▸ WHAT IS NEEDED
Retype the whole listing below, character for character.

▸ SOURCE MATERIAL
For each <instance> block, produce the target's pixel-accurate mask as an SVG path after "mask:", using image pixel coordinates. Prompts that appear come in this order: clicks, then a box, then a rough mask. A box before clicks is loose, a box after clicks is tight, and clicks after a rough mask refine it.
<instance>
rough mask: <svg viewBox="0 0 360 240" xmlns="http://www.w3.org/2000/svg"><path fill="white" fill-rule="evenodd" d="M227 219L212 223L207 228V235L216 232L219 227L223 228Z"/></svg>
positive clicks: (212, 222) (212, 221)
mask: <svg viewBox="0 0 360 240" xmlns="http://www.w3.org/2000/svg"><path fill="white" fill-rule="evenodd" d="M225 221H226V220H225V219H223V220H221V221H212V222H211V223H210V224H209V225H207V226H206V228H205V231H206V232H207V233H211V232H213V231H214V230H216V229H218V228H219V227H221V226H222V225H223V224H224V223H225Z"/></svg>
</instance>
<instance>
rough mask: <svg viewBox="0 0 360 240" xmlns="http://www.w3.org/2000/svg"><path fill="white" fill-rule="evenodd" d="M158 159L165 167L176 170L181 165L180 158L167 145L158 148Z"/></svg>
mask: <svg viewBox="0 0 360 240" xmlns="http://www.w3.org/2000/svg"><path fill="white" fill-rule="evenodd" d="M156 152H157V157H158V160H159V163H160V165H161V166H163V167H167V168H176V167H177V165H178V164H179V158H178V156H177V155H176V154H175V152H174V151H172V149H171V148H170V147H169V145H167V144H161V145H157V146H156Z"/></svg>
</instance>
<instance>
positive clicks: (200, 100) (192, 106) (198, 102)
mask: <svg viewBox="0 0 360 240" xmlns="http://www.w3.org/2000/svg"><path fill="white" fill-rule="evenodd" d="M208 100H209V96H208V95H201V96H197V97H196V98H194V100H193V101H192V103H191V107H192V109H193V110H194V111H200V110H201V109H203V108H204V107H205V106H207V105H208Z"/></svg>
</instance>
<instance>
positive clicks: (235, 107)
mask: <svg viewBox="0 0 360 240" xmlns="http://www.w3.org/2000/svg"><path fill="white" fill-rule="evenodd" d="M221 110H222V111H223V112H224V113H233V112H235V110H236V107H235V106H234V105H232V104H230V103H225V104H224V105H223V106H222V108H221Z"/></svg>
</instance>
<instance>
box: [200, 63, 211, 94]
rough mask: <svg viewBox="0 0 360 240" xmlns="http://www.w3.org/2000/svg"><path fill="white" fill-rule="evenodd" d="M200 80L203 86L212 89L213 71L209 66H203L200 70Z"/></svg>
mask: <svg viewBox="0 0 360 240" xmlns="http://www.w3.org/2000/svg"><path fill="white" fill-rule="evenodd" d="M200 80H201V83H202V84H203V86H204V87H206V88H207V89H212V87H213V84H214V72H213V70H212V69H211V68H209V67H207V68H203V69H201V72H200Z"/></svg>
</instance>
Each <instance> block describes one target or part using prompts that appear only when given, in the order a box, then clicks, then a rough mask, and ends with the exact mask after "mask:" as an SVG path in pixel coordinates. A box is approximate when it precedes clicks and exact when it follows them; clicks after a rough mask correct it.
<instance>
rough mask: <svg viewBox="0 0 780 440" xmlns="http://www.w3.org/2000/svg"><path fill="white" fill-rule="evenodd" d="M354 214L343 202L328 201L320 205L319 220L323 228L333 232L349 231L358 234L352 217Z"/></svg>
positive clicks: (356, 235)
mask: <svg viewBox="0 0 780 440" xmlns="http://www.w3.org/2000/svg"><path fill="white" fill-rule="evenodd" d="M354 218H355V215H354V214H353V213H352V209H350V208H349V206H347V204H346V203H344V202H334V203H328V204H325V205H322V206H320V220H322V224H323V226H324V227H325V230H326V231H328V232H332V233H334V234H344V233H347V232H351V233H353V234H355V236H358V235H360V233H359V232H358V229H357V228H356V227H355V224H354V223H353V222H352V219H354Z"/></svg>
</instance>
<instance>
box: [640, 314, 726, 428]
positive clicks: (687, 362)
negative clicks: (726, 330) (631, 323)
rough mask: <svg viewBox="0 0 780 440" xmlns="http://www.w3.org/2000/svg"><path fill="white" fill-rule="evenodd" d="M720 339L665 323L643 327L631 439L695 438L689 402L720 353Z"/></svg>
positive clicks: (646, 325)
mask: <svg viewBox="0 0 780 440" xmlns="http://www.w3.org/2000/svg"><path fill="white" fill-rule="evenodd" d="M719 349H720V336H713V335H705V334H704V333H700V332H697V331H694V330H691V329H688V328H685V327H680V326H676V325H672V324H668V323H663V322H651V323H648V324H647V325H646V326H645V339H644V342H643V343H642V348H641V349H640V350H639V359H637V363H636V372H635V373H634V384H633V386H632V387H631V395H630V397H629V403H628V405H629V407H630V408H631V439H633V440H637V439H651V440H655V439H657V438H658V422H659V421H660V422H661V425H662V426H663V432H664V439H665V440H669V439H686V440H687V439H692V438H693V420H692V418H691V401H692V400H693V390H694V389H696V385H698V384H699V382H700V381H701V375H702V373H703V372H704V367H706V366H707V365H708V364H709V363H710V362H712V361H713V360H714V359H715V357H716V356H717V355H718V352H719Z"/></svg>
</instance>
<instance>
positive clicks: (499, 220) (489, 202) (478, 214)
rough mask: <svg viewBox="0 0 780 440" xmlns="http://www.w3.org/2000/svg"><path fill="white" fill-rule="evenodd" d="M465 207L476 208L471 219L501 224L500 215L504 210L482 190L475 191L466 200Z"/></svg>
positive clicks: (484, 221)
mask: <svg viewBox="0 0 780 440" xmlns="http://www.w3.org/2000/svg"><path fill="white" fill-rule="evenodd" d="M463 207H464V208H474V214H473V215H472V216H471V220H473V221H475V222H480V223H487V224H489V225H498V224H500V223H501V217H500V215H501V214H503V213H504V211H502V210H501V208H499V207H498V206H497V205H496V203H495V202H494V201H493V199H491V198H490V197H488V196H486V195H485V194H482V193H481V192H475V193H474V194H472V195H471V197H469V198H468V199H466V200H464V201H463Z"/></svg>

▸ YOUR SOLUTION
For each <instance> block, produce the target's pixel-accurate mask as an SVG path after "mask:", using image pixel coordinates. Prompts that appear come in this order: clicks, then a box, then a rough mask. A box before clicks is loose, a box after clicks is tight, and clicks after a rough mask refine it.
<instance>
rough mask: <svg viewBox="0 0 360 240" xmlns="http://www.w3.org/2000/svg"><path fill="white" fill-rule="evenodd" d="M227 219L212 223L207 228V235L216 232L219 227L223 228Z"/></svg>
positive clicks: (212, 222) (212, 221)
mask: <svg viewBox="0 0 360 240" xmlns="http://www.w3.org/2000/svg"><path fill="white" fill-rule="evenodd" d="M225 221H226V220H225V219H223V220H221V221H212V222H211V223H210V224H209V225H207V226H206V228H205V231H206V232H207V233H211V232H213V231H214V230H216V229H218V228H219V227H221V226H222V225H223V224H224V223H225Z"/></svg>
</instance>
<instance>
rough mask: <svg viewBox="0 0 360 240" xmlns="http://www.w3.org/2000/svg"><path fill="white" fill-rule="evenodd" d="M158 159L165 167L176 170L181 165L180 158L167 145L158 148Z"/></svg>
mask: <svg viewBox="0 0 360 240" xmlns="http://www.w3.org/2000/svg"><path fill="white" fill-rule="evenodd" d="M156 152H157V157H158V160H159V163H160V165H161V166H163V167H167V168H176V167H177V165H178V164H179V158H178V156H177V155H176V154H175V152H174V151H172V149H171V148H170V147H169V145H167V144H161V145H157V146H156Z"/></svg>
</instance>
<instance>
positive clicks: (200, 100) (192, 106) (198, 102)
mask: <svg viewBox="0 0 360 240" xmlns="http://www.w3.org/2000/svg"><path fill="white" fill-rule="evenodd" d="M208 100H209V96H208V95H201V96H197V97H196V98H194V100H193V101H192V103H191V107H192V109H193V110H194V111H200V110H201V109H203V108H204V107H205V106H207V105H208Z"/></svg>
</instance>
<instance>
positive clicks: (235, 107)
mask: <svg viewBox="0 0 360 240" xmlns="http://www.w3.org/2000/svg"><path fill="white" fill-rule="evenodd" d="M221 110H222V111H223V112H224V113H233V112H235V110H236V107H235V106H234V105H232V104H230V103H225V104H224V105H223V106H222V108H221Z"/></svg>
</instance>
<instance>
box: [200, 63, 211, 94]
rough mask: <svg viewBox="0 0 360 240" xmlns="http://www.w3.org/2000/svg"><path fill="white" fill-rule="evenodd" d="M200 80L203 86L212 89L213 71L209 66H203L200 70Z"/></svg>
mask: <svg viewBox="0 0 360 240" xmlns="http://www.w3.org/2000/svg"><path fill="white" fill-rule="evenodd" d="M200 80H201V83H202V84H203V86H204V87H206V88H207V89H212V87H213V84H214V72H213V70H212V69H211V68H209V67H207V68H203V69H201V72H200Z"/></svg>
</instance>
Each <instance> block describes one target or part using prompts that appear only when given, in the order a box, then clicks, then a rough mask, and ends with the exact mask after "mask:" as an SVG path in pixel coordinates. A box is approximate when it precedes clicks and exact when it follows them; clicks after a rough mask correct it.
<instance>
rough mask: <svg viewBox="0 0 780 440" xmlns="http://www.w3.org/2000/svg"><path fill="white" fill-rule="evenodd" d="M354 214L343 202L328 201L320 205L319 220L323 228L333 232L349 231L358 234L352 217Z"/></svg>
positive clicks: (356, 235)
mask: <svg viewBox="0 0 780 440" xmlns="http://www.w3.org/2000/svg"><path fill="white" fill-rule="evenodd" d="M354 218H355V215H354V214H353V213H352V209H350V208H349V206H347V204H346V203H344V202H334V203H328V204H325V205H322V206H320V220H322V224H323V226H324V227H325V230H326V231H328V232H332V233H334V234H344V233H347V232H351V233H353V234H355V236H358V235H360V233H359V232H358V229H357V228H356V227H355V224H354V223H353V222H352V219H354Z"/></svg>
</instance>
<instance>
box: [640, 314, 726, 428]
positive clicks: (687, 362)
negative clicks: (726, 330) (631, 323)
rough mask: <svg viewBox="0 0 780 440" xmlns="http://www.w3.org/2000/svg"><path fill="white" fill-rule="evenodd" d="M720 339L665 323L643 327L631 439L695 438L689 402L720 353Z"/></svg>
positive clicks: (646, 325)
mask: <svg viewBox="0 0 780 440" xmlns="http://www.w3.org/2000/svg"><path fill="white" fill-rule="evenodd" d="M719 349H720V336H713V335H705V334H704V333H700V332H697V331H694V330H691V329H688V328H685V327H680V326H676V325H672V324H668V323H663V322H651V323H648V324H647V325H646V326H645V339H644V342H643V343H642V348H641V349H640V350H639V359H637V363H636V372H635V373H634V384H633V386H632V387H631V395H630V397H629V403H628V405H629V407H630V408H631V439H633V440H637V439H651V440H655V439H657V438H658V422H659V421H660V422H661V425H662V426H663V432H664V439H665V440H669V439H686V440H687V439H692V438H693V420H692V418H691V401H692V400H693V390H694V389H696V385H698V384H699V382H700V381H701V375H702V373H703V372H704V367H706V366H707V365H708V364H709V363H710V362H712V361H713V360H714V359H715V357H716V356H717V355H718V352H719Z"/></svg>
</instance>
<instance>
positive clicks: (499, 220) (489, 202) (478, 214)
rough mask: <svg viewBox="0 0 780 440" xmlns="http://www.w3.org/2000/svg"><path fill="white" fill-rule="evenodd" d="M465 207L476 208L471 219L501 224L500 215L504 210L482 190L475 191L466 200Z"/></svg>
positive clicks: (484, 221)
mask: <svg viewBox="0 0 780 440" xmlns="http://www.w3.org/2000/svg"><path fill="white" fill-rule="evenodd" d="M463 207H464V208H474V214H473V215H472V216H471V220H473V221H475V222H480V223H487V224H489V225H498V224H500V223H501V217H500V215H501V214H503V213H504V211H502V210H501V208H499V207H498V206H497V205H496V203H495V202H494V201H493V199H491V198H490V197H488V196H486V195H485V194H482V193H481V192H475V193H474V194H472V195H471V197H469V198H468V199H466V200H464V201H463Z"/></svg>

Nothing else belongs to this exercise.